**Exercise aim**
Please add -141 to every number in the keypoint coordinates of the records below, then write out again every line in the stretch from the line containing "of tree on this basis." through the end of the records, and leave the pictures out.

**Extracted information**
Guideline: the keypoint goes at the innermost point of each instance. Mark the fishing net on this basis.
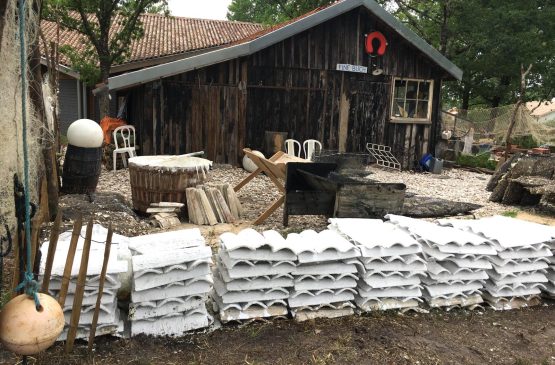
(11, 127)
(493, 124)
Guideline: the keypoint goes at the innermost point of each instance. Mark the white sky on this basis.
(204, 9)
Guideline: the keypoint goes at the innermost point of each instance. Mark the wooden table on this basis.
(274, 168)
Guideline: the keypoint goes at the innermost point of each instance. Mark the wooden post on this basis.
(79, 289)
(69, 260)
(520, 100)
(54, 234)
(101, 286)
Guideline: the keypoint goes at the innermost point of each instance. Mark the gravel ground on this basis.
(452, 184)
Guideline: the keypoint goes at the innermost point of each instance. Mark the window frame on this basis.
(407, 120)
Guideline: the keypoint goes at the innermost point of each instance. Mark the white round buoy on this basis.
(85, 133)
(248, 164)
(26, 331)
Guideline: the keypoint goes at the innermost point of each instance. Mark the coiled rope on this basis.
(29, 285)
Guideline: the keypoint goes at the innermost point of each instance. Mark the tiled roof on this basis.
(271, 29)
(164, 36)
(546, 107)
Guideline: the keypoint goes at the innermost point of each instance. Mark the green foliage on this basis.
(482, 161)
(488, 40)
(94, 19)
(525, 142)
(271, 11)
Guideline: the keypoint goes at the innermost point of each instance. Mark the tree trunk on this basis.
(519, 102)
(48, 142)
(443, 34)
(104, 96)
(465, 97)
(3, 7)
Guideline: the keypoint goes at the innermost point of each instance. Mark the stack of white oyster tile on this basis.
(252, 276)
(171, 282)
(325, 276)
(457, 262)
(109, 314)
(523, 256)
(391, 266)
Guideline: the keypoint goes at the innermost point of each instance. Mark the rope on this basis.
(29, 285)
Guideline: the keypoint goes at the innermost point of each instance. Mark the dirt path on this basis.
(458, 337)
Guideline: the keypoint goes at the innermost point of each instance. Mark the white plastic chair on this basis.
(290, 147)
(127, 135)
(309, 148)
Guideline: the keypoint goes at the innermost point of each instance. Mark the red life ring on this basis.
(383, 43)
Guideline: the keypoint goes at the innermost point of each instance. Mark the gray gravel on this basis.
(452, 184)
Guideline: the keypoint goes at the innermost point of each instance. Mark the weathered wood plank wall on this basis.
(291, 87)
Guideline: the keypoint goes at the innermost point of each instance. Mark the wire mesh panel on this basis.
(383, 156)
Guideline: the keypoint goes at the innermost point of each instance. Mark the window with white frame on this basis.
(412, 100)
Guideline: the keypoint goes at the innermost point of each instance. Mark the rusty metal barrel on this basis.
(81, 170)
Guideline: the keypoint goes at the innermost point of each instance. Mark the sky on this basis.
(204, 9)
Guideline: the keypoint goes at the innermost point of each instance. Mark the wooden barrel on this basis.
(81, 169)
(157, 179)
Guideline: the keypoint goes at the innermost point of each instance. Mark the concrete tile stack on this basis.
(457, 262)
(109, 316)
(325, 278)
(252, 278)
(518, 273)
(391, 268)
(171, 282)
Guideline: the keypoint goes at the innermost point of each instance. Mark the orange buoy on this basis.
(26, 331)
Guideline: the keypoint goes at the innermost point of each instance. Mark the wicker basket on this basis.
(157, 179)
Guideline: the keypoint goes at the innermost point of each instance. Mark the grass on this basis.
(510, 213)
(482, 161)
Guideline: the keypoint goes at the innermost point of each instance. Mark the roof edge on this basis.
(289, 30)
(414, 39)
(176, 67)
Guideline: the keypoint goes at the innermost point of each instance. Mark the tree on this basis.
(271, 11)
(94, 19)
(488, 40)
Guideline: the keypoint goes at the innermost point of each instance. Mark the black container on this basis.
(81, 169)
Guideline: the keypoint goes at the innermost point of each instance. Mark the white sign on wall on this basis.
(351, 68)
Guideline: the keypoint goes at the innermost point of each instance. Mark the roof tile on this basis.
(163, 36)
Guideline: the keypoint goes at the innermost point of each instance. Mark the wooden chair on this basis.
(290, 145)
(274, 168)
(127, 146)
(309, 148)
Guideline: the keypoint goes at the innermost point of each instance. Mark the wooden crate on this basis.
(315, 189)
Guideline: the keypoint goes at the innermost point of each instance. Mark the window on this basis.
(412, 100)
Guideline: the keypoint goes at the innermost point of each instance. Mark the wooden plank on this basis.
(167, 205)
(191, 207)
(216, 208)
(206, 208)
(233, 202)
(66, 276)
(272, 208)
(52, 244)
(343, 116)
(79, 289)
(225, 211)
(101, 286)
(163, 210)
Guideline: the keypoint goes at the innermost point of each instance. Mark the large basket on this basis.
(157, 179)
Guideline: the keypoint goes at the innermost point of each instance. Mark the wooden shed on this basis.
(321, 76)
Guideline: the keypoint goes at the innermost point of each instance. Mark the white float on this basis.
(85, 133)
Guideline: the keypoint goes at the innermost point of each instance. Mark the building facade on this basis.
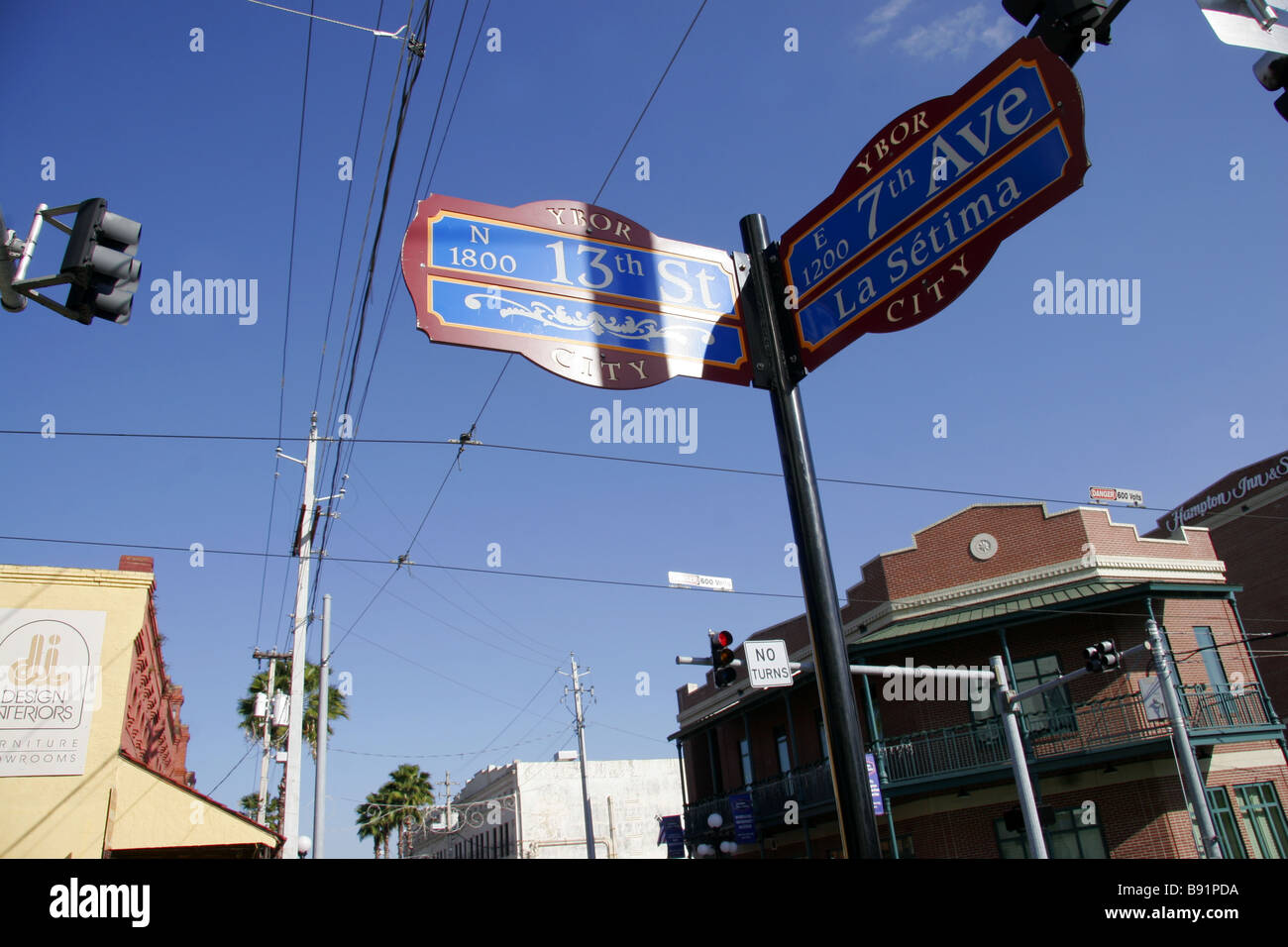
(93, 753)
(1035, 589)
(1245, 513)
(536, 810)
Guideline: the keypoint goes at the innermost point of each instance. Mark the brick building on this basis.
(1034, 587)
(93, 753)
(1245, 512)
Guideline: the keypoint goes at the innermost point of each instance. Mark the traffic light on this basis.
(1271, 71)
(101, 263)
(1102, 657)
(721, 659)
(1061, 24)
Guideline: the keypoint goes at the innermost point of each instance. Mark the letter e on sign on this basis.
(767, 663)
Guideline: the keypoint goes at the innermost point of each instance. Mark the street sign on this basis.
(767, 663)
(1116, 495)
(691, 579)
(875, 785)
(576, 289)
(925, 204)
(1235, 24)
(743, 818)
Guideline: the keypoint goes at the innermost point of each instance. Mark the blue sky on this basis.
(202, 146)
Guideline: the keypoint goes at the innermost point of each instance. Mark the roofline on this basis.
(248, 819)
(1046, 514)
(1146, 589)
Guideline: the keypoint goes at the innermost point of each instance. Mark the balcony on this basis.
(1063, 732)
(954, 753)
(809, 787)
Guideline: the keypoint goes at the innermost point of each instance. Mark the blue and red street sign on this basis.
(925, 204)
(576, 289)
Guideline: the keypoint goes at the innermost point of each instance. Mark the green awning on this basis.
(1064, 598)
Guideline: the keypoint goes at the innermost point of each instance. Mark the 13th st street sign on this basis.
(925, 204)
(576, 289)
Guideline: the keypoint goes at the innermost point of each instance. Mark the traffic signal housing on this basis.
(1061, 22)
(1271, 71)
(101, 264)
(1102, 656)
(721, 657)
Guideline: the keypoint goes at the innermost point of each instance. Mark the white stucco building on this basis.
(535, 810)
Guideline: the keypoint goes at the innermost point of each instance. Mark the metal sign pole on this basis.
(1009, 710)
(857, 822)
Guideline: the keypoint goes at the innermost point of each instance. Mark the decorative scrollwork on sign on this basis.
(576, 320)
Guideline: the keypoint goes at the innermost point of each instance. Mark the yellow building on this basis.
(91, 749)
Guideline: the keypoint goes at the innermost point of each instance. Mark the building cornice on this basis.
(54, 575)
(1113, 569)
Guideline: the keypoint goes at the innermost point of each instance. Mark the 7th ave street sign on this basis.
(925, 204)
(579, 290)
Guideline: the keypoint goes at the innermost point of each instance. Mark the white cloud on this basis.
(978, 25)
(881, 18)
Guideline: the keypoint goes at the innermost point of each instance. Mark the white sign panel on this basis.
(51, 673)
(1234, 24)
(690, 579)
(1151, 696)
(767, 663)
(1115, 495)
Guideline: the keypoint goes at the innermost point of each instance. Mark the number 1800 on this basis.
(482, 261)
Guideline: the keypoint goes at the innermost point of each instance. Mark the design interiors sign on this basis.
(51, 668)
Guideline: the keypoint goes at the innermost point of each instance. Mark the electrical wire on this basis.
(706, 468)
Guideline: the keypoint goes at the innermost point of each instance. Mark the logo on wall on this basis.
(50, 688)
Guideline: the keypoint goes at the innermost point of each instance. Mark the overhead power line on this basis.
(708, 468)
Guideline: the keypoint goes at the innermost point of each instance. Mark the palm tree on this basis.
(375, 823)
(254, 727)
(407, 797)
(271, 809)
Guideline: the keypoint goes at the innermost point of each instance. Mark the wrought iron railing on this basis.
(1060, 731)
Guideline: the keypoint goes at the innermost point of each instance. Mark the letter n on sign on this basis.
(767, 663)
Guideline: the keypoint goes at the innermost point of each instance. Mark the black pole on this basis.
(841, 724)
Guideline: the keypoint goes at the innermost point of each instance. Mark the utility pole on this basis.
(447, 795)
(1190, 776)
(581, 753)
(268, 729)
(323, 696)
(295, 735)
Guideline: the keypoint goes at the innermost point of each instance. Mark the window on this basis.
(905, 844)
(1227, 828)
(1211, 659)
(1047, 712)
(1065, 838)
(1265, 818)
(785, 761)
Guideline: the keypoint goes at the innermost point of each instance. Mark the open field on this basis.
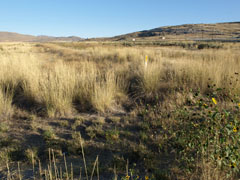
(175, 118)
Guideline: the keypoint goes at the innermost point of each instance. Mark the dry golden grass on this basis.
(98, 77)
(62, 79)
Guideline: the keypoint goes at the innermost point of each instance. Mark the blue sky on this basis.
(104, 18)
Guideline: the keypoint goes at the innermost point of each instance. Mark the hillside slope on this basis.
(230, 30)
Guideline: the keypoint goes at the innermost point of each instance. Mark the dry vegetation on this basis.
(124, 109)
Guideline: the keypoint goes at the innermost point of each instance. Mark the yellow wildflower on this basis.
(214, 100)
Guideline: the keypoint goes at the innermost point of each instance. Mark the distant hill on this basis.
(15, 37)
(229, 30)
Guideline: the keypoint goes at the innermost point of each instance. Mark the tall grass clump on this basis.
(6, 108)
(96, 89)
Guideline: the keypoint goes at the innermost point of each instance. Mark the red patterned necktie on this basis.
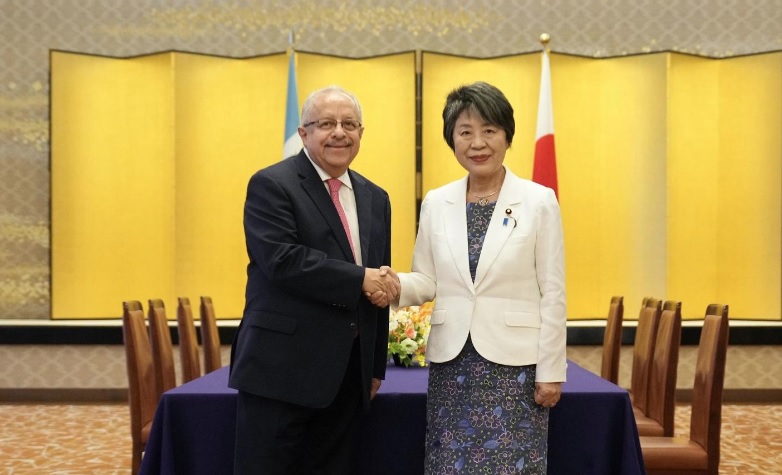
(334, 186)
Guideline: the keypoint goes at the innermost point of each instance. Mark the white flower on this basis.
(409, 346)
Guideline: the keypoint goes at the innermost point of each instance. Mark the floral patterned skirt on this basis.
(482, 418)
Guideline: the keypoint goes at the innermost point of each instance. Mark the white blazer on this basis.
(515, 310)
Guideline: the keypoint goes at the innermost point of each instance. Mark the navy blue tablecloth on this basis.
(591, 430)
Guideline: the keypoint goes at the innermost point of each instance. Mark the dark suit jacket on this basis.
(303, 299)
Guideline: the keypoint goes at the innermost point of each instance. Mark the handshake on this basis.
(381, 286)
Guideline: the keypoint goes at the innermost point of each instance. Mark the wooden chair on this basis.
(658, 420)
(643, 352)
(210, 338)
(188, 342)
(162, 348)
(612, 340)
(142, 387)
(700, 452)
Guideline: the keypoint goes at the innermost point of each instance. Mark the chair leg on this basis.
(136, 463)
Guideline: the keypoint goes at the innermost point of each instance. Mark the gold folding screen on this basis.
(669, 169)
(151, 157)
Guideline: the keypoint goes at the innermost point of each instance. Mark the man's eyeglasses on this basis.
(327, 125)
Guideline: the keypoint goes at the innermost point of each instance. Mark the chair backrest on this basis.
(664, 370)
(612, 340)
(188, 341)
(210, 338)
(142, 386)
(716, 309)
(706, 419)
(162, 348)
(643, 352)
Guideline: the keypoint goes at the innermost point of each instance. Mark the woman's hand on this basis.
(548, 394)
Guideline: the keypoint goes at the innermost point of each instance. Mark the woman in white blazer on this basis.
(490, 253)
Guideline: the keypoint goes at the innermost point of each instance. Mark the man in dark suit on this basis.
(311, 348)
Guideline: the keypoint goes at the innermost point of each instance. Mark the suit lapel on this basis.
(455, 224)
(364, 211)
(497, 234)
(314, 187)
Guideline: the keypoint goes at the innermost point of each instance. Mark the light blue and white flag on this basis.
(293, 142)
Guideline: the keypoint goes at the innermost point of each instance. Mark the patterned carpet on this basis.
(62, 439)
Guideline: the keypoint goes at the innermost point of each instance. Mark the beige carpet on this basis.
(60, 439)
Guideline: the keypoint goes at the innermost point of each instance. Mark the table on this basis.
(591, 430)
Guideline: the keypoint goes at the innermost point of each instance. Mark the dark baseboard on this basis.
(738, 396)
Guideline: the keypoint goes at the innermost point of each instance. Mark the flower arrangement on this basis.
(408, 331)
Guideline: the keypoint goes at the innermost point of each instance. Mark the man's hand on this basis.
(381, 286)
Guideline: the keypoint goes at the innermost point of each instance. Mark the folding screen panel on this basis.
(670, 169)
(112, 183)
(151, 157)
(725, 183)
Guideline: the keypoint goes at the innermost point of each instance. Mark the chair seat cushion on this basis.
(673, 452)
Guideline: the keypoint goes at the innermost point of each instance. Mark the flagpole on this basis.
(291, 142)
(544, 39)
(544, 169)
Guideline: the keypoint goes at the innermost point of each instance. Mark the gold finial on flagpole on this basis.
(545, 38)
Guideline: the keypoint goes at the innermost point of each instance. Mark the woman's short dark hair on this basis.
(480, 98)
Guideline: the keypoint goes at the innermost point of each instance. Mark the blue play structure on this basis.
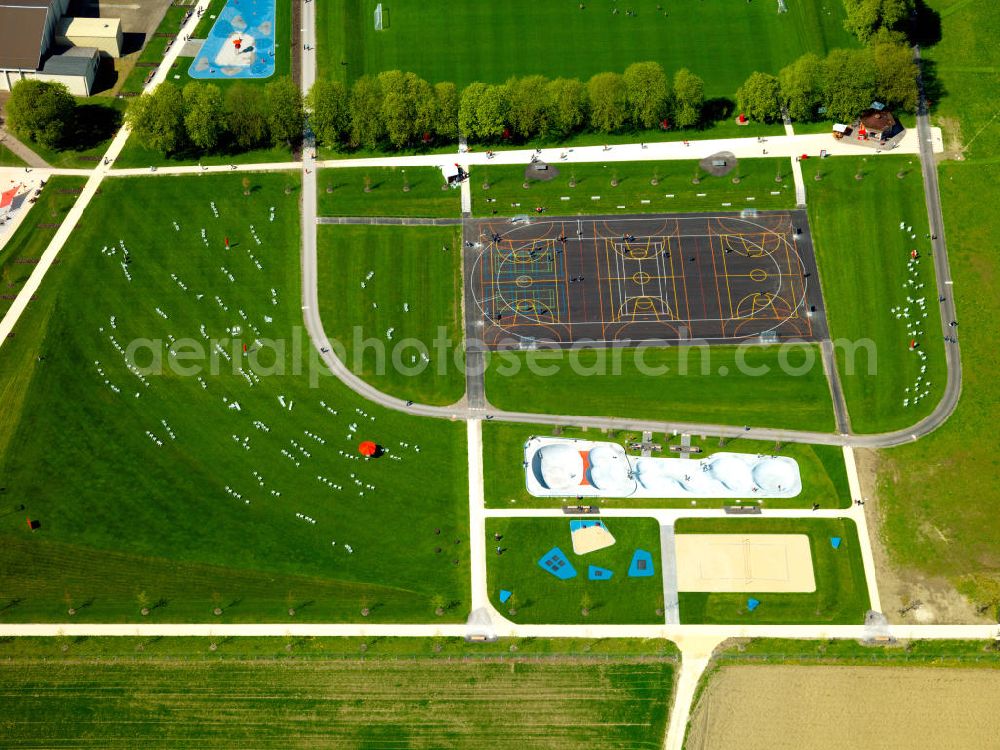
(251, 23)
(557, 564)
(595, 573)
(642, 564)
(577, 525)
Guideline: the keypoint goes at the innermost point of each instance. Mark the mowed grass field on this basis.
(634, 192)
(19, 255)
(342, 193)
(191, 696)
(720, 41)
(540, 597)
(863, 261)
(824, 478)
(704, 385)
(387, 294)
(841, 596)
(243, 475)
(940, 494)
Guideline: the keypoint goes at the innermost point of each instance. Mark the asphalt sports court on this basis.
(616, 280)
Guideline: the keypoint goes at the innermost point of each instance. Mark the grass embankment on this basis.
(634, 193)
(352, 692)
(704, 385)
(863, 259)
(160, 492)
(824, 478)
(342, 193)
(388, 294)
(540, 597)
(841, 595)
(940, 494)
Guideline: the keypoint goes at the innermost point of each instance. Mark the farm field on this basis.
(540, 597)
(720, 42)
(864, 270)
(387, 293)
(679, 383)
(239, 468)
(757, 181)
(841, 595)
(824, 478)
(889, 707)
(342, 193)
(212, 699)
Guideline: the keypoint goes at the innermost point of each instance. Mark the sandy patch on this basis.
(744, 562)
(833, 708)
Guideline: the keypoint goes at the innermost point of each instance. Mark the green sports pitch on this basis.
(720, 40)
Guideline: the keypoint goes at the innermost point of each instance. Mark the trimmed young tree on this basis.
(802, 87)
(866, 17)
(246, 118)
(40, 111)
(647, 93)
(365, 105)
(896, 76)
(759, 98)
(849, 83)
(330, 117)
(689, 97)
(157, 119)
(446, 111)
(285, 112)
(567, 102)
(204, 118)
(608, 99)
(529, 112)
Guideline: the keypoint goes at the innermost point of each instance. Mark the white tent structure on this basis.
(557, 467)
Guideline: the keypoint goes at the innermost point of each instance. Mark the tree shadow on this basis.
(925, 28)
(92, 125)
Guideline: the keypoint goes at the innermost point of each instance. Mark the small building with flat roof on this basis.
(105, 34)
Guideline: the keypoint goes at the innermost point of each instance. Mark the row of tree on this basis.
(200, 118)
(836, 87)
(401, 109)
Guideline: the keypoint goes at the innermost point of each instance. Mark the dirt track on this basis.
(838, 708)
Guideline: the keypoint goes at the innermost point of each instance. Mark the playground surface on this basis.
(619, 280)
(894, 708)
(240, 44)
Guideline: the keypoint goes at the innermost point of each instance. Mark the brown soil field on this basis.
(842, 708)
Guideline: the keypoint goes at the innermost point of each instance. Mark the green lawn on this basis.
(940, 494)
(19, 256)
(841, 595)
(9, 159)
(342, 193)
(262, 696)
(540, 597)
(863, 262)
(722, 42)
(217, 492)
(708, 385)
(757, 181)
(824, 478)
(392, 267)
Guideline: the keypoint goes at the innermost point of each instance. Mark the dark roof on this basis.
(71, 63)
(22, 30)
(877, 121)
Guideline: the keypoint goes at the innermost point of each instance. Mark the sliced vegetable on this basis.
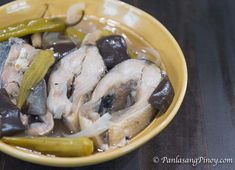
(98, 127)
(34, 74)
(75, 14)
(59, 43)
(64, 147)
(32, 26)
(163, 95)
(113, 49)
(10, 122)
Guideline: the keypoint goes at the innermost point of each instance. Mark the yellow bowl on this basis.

**Solution below**
Guideline: the keypoint goes at the innermost point of each instance. Mark the row of tree on this basis.
(59, -23)
(695, -54)
(260, -32)
Guideline: the keypoint goes at the innermost point of each instance. Mark the dirt track on this basis.
(697, 567)
Guideline: the keypoint goes at the innermost point of each instance. Mark the playground surface on this basis.
(478, 139)
(753, 567)
(99, -97)
Guideline: the keypoint goes at the innermost point of each instance. Mark the brown soil field on this basis.
(701, 567)
Guideline: the keypoint goes at the innermost point of each instance. Mark the green lawn on this basis.
(799, 353)
(-122, 115)
(700, 454)
(-132, 18)
(201, 52)
(121, 555)
(399, 456)
(722, 121)
(581, -99)
(76, 351)
(567, 244)
(616, 40)
(683, 337)
(251, 126)
Guideline: the keypoint goes at the innermost point of each instance. Mark the dark roof on this basis.
(-70, -78)
(-119, -111)
(736, -20)
Guideline: the keypoint goes at the innermost point of each instance. Mark the sliced vegetable on this basis.
(-43, -14)
(-107, -67)
(-66, -127)
(-82, -98)
(-77, 6)
(-109, -115)
(22, -46)
(-28, -92)
(-131, -19)
Guideline: the keypoint goes at the innermost point of each instance. Mark the yellow bowl on this basis.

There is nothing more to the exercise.